### GIVEN PROBLEM A
Rewrite the listing from the line with "Q: Where is a point on each instance of the ceiling" up to and including the line with "x=526, y=165", substituting "roof beam" for each "ceiling rafter" and keeping everything else the same. Return only those lines.

### SELECTED TEXT

# # # #

Campaigns overlap. Reporting gets messy. High-intent searches get grouped with low-intent traffic. Branded performance inflates results. Teams optimize for lead volume without understanding which campaigns actually generate pipeline.

The reason? The account structure has become the bottleneck to performance.

A strong Google Ads structure gives SaaS teams clearer budget control, better visibility into performance, and cleaner signals for optimization. It becomes easier to segment by intent, align campaigns with landing pages, improve reporting quality, and scale winning areas of the account without disrupting everything else.

That matters even more in B2B SaaS, where buying journeys are longer, conversion paths are less linear, and different searches carry very different commercial value.

In this article, we explain the core levels of an ads account, the key things to remember and avoid, and the strategy we use to build successful accounts for our SaaS clients

The Core Levels of a Google Ads Account

A strong Google Ads account structure creates separation between campaign goals, search intent, and audiences. 

It’s important to understand that each level of the account plays a different role in how traffic is targeted, measured, and optimized.

Account level: Tracking, integrations, and conversion setup

The account level controls the foundation of reporting and measurement, which includes:

  • Conversion tracking

  • CRM integrations

  • Audience sharing

  • Offline conversion imports

  • Attribution settings

For SaaS companies, this layer is critical because lead quality matters more than lead volume. Connecting Google Ads with platforms such as HubSpot or Salesforce helps teams optimize campaigns around pipeline and revenue outcomes instead of form fills alone.

# # # #

[Data pulled from a collection]

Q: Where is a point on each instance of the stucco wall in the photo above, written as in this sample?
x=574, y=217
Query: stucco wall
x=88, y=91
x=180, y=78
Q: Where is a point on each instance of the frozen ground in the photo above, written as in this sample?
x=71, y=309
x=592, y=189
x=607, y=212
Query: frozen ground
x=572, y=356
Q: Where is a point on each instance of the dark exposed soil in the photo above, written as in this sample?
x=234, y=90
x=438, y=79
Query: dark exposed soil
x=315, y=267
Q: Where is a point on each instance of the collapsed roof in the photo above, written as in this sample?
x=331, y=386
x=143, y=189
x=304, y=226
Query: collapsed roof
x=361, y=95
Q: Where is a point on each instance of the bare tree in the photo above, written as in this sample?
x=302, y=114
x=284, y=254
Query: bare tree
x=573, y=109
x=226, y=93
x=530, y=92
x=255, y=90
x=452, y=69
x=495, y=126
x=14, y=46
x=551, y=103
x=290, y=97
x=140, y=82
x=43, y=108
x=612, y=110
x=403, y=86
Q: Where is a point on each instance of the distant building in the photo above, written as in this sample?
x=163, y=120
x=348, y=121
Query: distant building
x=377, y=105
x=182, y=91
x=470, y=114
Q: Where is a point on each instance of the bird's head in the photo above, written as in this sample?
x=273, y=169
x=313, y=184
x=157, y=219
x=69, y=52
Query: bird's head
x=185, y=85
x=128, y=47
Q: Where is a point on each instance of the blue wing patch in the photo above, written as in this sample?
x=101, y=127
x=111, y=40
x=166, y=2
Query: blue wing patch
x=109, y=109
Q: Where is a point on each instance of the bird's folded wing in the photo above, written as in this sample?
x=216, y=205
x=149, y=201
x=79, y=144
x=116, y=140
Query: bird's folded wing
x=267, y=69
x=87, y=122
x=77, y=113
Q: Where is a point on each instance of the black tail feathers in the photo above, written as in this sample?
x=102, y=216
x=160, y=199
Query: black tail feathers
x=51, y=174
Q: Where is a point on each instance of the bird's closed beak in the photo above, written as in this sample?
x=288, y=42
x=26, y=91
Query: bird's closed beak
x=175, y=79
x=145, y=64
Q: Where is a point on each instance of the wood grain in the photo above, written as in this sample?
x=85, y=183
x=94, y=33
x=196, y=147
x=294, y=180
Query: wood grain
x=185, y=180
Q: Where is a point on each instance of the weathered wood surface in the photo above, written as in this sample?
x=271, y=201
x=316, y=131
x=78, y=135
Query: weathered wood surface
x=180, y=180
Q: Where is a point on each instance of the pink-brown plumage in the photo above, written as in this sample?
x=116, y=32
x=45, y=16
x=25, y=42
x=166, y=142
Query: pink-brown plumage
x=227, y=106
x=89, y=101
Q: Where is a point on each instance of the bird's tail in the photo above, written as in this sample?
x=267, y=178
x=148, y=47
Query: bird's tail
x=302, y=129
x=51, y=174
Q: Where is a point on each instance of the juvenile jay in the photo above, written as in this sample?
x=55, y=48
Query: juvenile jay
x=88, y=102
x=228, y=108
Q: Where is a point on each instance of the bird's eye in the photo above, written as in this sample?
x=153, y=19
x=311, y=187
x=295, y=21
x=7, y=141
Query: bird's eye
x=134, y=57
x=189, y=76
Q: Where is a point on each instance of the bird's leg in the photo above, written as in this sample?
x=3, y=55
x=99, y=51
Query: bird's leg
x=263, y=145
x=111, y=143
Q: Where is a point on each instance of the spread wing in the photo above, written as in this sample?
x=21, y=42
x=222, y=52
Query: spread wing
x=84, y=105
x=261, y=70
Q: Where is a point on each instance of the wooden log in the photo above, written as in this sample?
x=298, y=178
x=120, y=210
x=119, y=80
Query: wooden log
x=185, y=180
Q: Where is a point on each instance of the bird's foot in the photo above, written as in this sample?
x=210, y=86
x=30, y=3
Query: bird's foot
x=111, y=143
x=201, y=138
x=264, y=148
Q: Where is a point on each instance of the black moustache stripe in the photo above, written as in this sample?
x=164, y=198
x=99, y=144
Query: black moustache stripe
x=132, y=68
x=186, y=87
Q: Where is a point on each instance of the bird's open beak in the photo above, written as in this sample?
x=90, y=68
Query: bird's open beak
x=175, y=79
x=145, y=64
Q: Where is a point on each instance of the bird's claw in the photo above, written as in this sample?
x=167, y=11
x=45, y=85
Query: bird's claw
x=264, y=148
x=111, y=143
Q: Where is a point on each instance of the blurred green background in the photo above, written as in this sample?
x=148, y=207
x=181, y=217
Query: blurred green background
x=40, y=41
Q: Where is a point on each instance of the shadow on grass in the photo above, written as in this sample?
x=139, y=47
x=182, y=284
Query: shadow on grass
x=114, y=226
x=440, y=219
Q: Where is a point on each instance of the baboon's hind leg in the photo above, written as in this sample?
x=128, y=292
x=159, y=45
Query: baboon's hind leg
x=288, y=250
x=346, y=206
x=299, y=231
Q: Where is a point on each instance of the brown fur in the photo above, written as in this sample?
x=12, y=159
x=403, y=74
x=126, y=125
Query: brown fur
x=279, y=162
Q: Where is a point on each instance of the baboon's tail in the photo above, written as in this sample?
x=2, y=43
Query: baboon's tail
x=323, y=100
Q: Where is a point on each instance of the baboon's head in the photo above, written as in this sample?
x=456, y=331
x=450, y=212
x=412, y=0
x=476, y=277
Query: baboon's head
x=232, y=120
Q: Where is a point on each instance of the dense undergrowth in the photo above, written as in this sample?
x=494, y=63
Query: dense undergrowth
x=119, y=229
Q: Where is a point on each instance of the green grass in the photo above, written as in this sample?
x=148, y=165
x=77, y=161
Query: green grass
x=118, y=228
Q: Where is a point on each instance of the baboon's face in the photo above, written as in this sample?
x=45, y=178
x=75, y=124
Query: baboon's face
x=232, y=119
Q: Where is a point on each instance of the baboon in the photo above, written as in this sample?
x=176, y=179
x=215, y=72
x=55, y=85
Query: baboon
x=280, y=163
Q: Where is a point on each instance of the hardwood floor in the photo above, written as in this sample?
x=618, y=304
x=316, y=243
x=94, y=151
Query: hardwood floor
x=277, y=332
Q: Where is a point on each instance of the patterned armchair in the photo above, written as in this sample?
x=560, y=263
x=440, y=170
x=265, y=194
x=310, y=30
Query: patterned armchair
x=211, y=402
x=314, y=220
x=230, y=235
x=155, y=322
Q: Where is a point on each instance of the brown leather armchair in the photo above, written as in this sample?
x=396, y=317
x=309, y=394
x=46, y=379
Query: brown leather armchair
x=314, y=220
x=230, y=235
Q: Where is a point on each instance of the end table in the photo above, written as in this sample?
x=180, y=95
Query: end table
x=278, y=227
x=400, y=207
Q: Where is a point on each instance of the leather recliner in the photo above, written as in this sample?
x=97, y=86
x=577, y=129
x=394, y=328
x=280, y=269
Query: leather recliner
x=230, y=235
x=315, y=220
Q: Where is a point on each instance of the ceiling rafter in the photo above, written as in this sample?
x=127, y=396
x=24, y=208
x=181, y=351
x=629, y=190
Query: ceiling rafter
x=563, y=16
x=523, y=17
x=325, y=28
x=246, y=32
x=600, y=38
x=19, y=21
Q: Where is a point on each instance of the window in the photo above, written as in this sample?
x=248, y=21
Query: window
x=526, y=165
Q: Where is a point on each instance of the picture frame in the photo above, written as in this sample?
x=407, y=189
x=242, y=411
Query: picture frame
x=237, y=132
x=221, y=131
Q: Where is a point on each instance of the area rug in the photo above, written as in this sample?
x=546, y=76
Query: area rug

# # # #

### GIVEN PROBLEM B
Extend the text on structuring Google Ads accounts for SaaS, picking up after its final sentence.

### TASK OUTPUT A
Q: Where is a point on each instance of the roof beam in the photo above, written as in this sample?
x=127, y=396
x=24, y=208
x=181, y=351
x=629, y=190
Query: roof beam
x=563, y=16
x=523, y=17
x=325, y=28
x=246, y=32
x=600, y=38
x=19, y=21
Q: Where is a point on each instance of the window in the photo above, written as in this sample?
x=248, y=21
Query: window
x=526, y=165

### TASK OUTPUT B
Campaign level: Budget, targeting, and intent segmentation

Campaigns are where budget allocation and high-level targeting decisions happen.

This is where SaaS teams separate:

  • Branded and non-branded traffic

  • Competitor campaigns

  • High-intent and research-stage searches

  • Use cases or product categories

  • Geographic targeting

A clean campaign structure makes it easier to control spend and evaluate performance across different acquisition motions.

Ad group level: Organizing campaigns around search intent

Ad groups help organize keywords into closely related themes and levels of search intent.

For example, a SaaS company might separate “crm software,” “crm for startups,” and “HubSpot alternatives” into different ad groups to improve relevance between keywords, ads, and landing pages.

Many SaaS companies get search intent wrong, and it has a knock on effect on their account structure. Broad ad groups frequently combine high-intent, competitor, branded, and research-stage searches together, making it harder to control messaging, measure performance accurately, and optimize campaigns around pipeline quality.

Tighter ad group structures create stronger message alignment and give teams more control over optimization and reporting.

Keywords, ads, and landing pages: Aligning the user journey

All the elements that make up a campaign – the keywords, ad copy, and landing pages – must work together around the same search intent.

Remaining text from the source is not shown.